• _Required work_
How many lines in the items below contain the word "rattan"? Give only the number.
#### Records shown
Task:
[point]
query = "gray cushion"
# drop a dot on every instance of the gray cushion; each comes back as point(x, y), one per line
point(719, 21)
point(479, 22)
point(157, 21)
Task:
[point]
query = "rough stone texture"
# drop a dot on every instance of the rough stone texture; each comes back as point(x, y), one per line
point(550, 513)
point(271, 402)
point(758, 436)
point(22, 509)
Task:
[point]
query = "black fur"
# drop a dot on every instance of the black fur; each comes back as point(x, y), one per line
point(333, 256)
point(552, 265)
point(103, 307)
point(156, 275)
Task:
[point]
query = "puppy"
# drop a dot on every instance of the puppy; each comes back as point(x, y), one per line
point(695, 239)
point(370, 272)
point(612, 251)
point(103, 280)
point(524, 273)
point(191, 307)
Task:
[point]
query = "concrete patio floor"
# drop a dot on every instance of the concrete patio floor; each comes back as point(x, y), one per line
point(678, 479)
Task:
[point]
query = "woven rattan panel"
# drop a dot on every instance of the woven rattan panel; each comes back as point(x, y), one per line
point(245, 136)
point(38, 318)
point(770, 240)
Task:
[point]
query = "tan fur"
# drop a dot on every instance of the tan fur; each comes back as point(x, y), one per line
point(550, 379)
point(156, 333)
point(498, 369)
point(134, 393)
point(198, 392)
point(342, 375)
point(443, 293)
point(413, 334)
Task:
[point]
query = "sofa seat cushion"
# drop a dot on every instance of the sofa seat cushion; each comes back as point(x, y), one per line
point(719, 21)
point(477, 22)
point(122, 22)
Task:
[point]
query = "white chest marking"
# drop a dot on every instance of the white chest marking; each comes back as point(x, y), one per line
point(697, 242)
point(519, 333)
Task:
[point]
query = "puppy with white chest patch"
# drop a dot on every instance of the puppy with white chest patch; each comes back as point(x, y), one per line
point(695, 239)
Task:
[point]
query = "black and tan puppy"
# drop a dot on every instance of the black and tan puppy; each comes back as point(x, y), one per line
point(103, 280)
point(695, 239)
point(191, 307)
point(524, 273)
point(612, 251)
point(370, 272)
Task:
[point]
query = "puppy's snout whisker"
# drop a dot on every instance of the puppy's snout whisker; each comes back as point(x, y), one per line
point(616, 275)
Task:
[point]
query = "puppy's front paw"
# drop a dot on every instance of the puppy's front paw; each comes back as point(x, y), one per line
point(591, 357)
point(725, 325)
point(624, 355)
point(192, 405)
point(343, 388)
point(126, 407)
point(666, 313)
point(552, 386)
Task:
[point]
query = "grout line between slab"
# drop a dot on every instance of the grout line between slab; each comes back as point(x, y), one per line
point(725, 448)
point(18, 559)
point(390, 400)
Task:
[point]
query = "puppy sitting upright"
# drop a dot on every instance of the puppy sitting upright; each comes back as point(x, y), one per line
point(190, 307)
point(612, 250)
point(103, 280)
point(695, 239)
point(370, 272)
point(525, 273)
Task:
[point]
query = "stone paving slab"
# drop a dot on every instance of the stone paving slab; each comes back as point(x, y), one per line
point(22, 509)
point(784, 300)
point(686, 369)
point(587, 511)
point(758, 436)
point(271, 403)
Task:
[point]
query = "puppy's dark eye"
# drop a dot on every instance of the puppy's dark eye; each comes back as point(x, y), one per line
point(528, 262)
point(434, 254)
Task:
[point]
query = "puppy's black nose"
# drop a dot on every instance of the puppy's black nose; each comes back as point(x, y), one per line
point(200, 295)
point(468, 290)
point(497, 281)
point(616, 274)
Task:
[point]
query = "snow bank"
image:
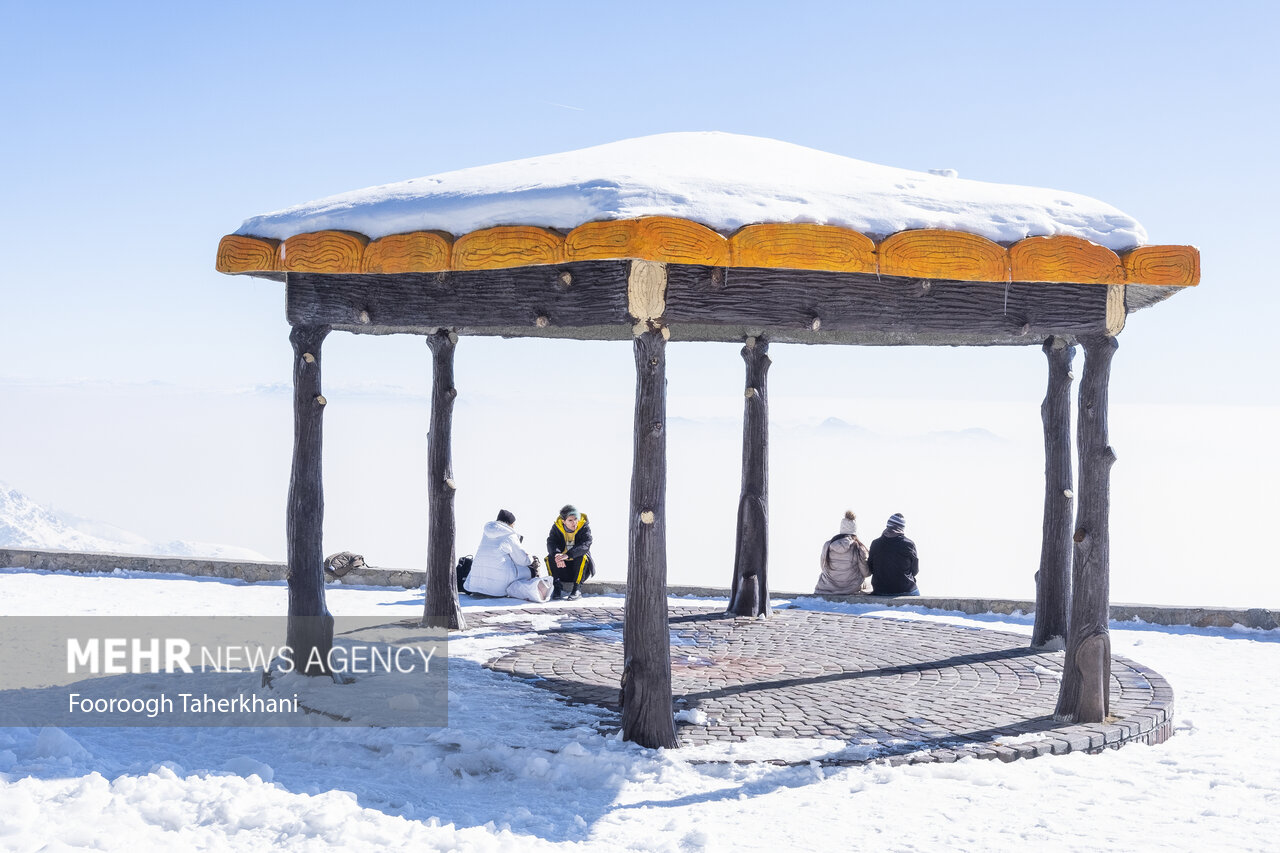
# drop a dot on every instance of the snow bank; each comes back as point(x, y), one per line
point(721, 179)
point(517, 769)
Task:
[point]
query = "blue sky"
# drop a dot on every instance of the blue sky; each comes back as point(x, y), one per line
point(138, 133)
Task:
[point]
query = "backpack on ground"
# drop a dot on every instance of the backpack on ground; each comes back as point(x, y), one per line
point(462, 570)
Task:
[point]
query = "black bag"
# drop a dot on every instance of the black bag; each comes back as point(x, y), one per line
point(462, 570)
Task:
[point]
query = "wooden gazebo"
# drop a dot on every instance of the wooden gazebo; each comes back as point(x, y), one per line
point(801, 278)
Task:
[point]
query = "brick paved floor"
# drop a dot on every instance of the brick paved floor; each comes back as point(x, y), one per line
point(891, 689)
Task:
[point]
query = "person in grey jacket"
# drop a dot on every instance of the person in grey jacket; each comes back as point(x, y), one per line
point(842, 561)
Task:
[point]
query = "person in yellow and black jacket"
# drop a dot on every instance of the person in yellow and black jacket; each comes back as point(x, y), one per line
point(568, 552)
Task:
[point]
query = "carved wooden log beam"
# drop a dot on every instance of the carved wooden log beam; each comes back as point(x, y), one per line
point(1054, 579)
point(933, 254)
point(590, 300)
point(442, 609)
point(750, 589)
point(1084, 693)
point(310, 625)
point(647, 716)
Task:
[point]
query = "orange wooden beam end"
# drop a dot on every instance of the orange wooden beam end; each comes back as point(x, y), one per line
point(1064, 259)
point(803, 246)
point(507, 246)
point(324, 251)
point(949, 255)
point(1173, 265)
point(420, 251)
point(656, 238)
point(238, 254)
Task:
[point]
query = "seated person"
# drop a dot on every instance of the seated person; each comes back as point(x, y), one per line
point(501, 559)
point(568, 556)
point(842, 561)
point(894, 561)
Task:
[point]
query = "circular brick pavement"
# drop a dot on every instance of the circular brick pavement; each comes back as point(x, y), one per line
point(891, 689)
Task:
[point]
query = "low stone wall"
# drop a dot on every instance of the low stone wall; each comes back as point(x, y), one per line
point(414, 579)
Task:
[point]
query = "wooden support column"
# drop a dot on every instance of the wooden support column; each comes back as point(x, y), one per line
point(442, 609)
point(1084, 696)
point(1054, 579)
point(647, 716)
point(750, 592)
point(310, 625)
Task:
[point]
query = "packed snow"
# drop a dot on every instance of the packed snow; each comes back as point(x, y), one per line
point(517, 769)
point(27, 524)
point(723, 181)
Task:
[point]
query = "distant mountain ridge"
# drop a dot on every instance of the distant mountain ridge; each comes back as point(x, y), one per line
point(26, 524)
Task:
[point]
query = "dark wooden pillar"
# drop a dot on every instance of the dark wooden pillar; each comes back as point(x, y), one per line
point(647, 717)
point(1084, 696)
point(750, 591)
point(1054, 579)
point(310, 625)
point(442, 609)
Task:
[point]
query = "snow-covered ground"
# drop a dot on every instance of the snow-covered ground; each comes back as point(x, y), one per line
point(519, 770)
point(27, 524)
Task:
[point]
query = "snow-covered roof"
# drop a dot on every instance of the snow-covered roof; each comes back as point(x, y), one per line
point(714, 200)
point(722, 181)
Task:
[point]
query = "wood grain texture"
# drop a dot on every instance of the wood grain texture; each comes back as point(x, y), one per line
point(949, 255)
point(440, 607)
point(786, 301)
point(1173, 265)
point(507, 246)
point(508, 297)
point(1083, 694)
point(238, 254)
point(647, 717)
point(324, 251)
point(310, 624)
point(1064, 259)
point(749, 593)
point(803, 246)
point(420, 251)
point(656, 238)
point(1054, 579)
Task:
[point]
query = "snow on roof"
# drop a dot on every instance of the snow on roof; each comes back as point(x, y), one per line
point(723, 181)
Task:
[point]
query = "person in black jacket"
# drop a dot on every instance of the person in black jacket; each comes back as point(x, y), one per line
point(894, 561)
point(568, 552)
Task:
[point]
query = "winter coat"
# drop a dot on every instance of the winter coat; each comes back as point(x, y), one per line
point(499, 560)
point(576, 544)
point(894, 565)
point(844, 566)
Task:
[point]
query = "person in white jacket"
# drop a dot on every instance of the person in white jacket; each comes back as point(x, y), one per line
point(844, 561)
point(501, 559)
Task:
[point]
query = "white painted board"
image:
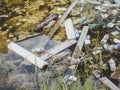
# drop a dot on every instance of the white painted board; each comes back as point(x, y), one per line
point(58, 48)
point(27, 55)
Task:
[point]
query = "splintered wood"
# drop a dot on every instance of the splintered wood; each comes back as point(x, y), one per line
point(58, 48)
point(80, 43)
point(69, 29)
point(108, 83)
point(27, 55)
point(58, 23)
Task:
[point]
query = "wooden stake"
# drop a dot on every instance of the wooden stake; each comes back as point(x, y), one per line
point(80, 43)
point(69, 29)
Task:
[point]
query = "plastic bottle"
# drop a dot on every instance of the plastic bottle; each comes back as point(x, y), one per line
point(112, 64)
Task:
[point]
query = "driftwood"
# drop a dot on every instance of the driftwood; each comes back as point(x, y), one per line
point(45, 21)
point(80, 43)
point(58, 48)
point(58, 23)
point(108, 83)
point(69, 29)
point(27, 55)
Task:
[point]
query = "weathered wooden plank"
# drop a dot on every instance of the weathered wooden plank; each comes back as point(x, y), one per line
point(58, 48)
point(58, 23)
point(108, 83)
point(80, 43)
point(45, 21)
point(27, 55)
point(69, 29)
point(80, 20)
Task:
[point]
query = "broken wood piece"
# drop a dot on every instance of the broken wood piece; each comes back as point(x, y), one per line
point(1, 16)
point(56, 58)
point(69, 29)
point(108, 83)
point(80, 43)
point(39, 49)
point(58, 23)
point(27, 55)
point(58, 48)
point(45, 21)
point(50, 24)
point(80, 20)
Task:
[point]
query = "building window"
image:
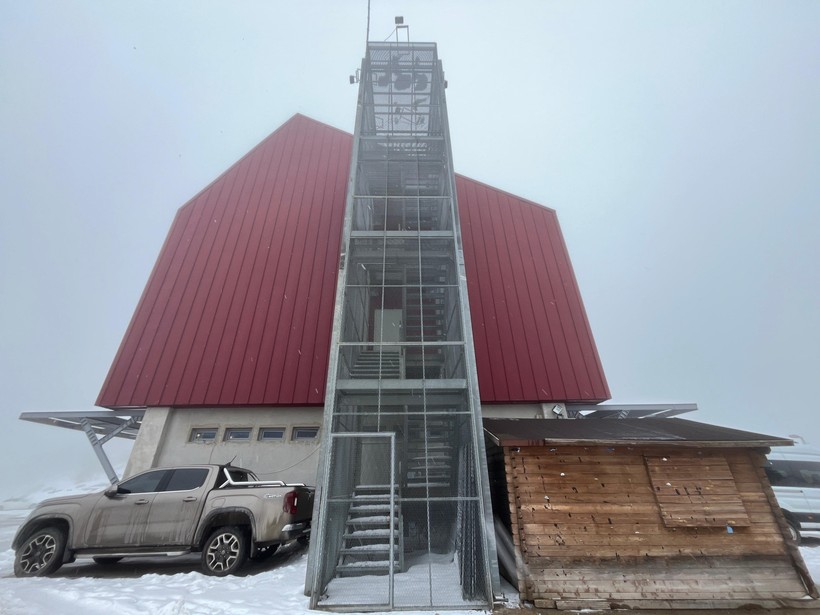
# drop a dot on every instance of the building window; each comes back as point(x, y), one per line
point(305, 433)
point(238, 434)
point(271, 433)
point(204, 435)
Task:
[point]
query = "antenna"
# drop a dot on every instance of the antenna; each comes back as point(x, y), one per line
point(400, 25)
point(367, 36)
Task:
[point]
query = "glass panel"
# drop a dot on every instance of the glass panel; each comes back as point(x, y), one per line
point(203, 435)
point(438, 266)
point(365, 261)
point(305, 433)
point(143, 483)
point(238, 434)
point(271, 433)
point(185, 479)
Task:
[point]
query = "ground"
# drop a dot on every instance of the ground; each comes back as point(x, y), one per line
point(175, 586)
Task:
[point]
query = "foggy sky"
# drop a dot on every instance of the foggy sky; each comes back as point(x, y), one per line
point(679, 143)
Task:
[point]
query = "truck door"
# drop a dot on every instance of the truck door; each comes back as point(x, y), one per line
point(120, 520)
point(176, 509)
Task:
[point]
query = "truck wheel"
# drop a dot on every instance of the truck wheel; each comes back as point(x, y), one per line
point(225, 551)
point(41, 554)
point(794, 533)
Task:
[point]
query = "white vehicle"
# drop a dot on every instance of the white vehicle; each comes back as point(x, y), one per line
point(795, 477)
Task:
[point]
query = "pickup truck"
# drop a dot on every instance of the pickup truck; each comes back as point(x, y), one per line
point(222, 511)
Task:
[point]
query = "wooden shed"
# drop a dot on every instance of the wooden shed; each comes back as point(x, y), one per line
point(642, 513)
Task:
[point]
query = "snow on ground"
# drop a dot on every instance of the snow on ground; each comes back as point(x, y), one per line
point(165, 586)
point(171, 586)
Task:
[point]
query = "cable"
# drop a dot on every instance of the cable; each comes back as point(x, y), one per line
point(316, 450)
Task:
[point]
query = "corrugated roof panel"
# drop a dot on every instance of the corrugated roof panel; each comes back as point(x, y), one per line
point(239, 307)
point(674, 431)
point(525, 302)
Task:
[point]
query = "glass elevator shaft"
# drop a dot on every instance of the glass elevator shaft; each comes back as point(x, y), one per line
point(403, 518)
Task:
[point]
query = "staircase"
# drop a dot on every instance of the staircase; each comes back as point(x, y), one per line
point(366, 541)
point(371, 366)
point(430, 466)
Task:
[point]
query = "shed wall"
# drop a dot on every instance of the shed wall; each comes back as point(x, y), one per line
point(589, 530)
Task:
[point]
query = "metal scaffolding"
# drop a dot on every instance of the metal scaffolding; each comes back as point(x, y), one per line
point(404, 518)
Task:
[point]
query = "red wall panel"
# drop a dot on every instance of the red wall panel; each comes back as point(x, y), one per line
point(239, 308)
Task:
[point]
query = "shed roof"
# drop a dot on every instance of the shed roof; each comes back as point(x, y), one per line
point(612, 432)
point(238, 310)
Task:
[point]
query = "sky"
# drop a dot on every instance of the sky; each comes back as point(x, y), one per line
point(679, 142)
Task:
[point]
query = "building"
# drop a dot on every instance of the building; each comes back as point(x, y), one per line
point(642, 514)
point(343, 311)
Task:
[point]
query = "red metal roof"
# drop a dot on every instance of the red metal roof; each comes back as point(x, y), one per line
point(239, 307)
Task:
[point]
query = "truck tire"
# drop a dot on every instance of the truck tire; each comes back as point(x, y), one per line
point(225, 551)
point(794, 532)
point(41, 554)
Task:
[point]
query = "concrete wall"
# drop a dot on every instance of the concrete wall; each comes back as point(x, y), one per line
point(165, 440)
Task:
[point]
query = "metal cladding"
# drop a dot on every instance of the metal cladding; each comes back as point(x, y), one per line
point(239, 307)
point(404, 517)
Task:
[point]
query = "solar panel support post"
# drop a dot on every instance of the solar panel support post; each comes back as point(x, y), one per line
point(97, 445)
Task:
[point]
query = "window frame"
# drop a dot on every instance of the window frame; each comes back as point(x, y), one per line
point(262, 430)
point(294, 431)
point(229, 431)
point(192, 438)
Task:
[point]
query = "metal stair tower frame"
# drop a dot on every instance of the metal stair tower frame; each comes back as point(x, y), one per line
point(401, 262)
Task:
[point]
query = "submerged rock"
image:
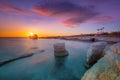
########
• _Output for this exercise_
2